PROMPT —
Pull out each row below that contains the string "field". Matching is case-sensitive.
:: DATASET RECORDS ::
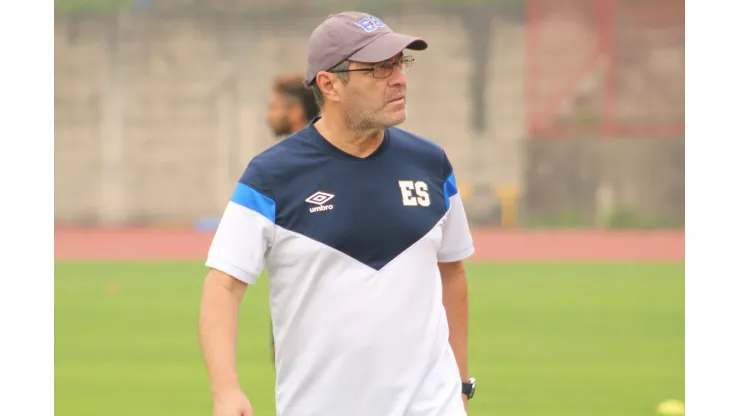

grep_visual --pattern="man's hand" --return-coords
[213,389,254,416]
:::
:: DATASET RECORDS ::
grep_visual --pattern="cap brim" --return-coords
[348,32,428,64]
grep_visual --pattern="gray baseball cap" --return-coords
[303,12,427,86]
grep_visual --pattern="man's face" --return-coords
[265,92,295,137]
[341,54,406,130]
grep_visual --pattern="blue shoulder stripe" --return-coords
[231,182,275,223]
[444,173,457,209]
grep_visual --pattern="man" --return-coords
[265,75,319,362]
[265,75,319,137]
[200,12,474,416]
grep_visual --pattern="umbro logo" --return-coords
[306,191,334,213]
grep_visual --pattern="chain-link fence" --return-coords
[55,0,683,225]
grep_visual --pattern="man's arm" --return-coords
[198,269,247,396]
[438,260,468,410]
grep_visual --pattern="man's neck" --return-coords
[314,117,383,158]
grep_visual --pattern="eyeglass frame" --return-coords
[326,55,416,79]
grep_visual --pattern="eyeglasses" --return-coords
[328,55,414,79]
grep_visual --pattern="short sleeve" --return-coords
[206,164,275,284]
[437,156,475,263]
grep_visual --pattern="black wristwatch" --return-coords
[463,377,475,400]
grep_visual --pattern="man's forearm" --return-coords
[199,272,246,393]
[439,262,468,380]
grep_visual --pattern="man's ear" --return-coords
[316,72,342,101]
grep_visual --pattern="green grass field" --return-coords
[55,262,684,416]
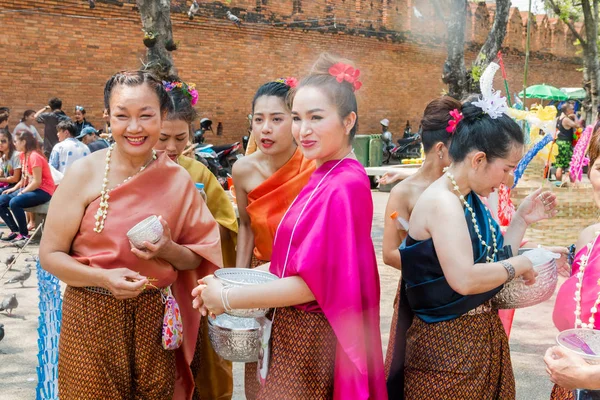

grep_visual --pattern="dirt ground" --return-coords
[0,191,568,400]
:::
OUTPUT BELOW —
grep_visual --pattern="green grass field" --return-coords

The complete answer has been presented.